Your answer must consist solely of the line containing "Target: grey stone surface" and each line after it through the end of the data, copied exactly.

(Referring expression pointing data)
• • • • •

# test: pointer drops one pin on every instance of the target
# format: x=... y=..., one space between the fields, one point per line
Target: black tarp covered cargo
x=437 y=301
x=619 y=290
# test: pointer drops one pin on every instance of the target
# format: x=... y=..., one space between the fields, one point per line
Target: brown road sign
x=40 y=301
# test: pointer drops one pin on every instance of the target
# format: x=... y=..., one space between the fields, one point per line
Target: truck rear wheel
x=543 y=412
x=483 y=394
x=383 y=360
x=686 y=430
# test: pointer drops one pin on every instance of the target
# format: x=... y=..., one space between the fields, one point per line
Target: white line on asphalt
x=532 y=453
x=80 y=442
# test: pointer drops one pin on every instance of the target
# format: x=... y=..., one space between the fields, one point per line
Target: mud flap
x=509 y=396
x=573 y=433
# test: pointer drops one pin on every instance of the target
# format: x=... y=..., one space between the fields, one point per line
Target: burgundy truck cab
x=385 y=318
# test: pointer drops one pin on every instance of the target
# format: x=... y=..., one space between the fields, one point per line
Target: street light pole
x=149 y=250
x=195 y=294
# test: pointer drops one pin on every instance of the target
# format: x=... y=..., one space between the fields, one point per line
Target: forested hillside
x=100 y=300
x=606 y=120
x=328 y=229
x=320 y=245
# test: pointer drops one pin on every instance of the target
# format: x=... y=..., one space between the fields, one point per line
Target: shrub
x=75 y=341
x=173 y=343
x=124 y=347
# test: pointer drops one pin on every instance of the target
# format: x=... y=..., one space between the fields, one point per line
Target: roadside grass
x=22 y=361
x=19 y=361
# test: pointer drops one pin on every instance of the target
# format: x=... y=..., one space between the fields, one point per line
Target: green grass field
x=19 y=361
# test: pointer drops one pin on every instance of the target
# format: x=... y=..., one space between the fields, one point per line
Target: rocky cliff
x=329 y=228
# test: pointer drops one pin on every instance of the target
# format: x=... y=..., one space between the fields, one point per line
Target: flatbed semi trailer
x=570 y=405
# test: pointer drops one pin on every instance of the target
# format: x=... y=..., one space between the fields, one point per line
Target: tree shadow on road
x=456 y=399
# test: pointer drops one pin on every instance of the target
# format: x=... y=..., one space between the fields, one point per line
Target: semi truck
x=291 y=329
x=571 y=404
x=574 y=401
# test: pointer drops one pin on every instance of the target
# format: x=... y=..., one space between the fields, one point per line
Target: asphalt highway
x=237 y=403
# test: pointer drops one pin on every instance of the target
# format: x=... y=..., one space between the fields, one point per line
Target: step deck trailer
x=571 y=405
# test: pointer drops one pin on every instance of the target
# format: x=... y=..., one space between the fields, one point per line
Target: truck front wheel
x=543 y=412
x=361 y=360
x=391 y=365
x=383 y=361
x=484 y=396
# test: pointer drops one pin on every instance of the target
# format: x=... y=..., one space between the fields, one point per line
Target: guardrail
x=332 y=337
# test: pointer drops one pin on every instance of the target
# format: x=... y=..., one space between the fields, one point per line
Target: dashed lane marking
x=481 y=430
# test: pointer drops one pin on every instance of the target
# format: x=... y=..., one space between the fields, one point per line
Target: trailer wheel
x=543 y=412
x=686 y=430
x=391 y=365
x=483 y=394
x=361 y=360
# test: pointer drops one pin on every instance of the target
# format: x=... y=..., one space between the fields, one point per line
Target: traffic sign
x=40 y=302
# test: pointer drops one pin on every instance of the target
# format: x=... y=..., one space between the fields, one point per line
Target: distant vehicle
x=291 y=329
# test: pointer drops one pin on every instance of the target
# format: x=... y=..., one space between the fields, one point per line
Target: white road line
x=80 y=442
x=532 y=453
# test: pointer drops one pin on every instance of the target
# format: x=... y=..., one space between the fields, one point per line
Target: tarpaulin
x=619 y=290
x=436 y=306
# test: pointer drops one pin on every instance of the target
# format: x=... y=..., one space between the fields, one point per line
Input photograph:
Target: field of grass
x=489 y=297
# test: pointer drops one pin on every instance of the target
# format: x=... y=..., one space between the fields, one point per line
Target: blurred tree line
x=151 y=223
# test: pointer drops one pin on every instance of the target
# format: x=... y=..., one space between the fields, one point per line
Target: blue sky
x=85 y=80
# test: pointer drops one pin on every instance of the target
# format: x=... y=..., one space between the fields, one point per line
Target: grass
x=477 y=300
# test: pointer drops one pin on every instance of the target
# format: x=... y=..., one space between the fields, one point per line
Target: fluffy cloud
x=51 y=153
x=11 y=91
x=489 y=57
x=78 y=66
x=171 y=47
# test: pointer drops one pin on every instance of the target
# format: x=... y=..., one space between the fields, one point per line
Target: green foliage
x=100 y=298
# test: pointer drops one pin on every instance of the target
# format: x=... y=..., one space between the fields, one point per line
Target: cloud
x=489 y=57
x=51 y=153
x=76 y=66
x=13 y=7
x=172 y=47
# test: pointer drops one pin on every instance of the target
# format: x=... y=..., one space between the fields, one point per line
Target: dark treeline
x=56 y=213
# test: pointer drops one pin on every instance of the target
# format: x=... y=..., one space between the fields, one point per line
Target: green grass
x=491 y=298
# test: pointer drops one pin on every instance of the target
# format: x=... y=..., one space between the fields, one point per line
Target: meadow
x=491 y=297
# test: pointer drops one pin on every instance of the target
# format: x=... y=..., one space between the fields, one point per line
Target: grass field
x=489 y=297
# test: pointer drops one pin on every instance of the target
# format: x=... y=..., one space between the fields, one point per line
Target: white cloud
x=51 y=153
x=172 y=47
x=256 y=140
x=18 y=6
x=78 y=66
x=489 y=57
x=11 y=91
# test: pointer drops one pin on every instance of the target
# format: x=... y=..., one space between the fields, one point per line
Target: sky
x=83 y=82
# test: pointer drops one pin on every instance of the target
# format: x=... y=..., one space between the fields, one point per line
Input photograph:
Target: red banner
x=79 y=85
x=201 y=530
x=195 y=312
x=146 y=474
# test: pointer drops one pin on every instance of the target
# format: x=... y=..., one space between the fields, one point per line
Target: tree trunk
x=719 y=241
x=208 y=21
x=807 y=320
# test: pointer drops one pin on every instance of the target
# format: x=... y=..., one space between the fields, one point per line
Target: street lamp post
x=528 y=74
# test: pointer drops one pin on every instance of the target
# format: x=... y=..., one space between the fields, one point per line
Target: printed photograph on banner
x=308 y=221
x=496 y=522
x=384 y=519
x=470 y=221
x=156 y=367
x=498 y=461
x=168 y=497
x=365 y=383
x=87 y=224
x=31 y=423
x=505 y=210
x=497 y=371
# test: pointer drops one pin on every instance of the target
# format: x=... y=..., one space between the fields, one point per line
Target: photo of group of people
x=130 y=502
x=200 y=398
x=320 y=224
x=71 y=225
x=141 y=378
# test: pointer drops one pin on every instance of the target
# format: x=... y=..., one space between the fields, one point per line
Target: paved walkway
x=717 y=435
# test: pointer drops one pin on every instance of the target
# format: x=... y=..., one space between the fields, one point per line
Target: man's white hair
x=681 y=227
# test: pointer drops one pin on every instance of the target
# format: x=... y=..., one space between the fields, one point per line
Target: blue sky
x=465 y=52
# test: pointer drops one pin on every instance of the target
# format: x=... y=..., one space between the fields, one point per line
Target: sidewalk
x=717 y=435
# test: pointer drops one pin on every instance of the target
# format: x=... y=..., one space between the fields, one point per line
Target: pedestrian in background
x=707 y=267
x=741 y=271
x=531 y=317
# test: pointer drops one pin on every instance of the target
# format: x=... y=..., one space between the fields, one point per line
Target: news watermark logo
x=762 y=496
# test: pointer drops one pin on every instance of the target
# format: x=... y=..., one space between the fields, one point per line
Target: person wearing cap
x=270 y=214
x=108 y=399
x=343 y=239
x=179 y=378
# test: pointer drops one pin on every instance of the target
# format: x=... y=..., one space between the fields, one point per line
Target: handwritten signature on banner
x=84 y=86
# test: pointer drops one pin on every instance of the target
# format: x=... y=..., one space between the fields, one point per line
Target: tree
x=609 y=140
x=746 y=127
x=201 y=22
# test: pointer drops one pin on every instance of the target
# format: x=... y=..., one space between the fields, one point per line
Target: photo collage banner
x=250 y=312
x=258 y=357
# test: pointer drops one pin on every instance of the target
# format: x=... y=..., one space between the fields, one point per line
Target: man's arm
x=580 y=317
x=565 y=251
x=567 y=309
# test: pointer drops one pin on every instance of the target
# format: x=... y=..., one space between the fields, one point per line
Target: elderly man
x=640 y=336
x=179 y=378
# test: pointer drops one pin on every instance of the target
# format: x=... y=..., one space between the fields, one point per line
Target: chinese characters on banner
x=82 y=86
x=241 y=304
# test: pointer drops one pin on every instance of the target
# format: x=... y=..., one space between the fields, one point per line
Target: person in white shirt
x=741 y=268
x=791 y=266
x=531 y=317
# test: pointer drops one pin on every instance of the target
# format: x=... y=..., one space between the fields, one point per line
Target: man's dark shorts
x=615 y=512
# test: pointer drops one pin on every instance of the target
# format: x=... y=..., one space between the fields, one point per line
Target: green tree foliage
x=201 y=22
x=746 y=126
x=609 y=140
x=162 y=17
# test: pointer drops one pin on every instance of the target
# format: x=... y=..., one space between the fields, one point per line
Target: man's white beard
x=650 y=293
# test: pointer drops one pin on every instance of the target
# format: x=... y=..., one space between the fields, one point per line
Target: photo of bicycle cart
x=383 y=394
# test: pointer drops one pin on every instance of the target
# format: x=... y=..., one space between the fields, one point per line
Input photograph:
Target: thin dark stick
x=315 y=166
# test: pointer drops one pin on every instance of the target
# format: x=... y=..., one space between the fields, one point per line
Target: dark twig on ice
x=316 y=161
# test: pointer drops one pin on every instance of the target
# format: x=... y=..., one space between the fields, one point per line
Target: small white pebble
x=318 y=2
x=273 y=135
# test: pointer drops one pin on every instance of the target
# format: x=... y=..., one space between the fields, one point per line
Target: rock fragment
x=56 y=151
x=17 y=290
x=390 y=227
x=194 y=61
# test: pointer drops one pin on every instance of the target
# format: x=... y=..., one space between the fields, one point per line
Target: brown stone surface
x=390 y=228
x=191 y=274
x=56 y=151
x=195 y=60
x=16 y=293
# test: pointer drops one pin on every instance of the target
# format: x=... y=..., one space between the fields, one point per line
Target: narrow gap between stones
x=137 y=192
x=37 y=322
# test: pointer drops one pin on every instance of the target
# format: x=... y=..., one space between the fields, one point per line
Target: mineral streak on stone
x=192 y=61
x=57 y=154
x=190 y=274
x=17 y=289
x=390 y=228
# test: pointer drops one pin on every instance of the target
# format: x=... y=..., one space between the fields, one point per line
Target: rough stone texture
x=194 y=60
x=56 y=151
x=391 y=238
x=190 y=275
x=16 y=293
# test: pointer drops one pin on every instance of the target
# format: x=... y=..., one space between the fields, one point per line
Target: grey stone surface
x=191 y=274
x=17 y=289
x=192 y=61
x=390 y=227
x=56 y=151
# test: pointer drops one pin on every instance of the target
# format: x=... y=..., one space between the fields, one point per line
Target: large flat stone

• • • • •

- RESPONSE TO THE EXERCISE -
Target: grey stone surface
x=191 y=274
x=17 y=289
x=192 y=61
x=390 y=227
x=56 y=151
# test: pointer drops one pin on every instance of the target
# format: x=... y=..., one space between the fields, one point per line
Target: large flat stone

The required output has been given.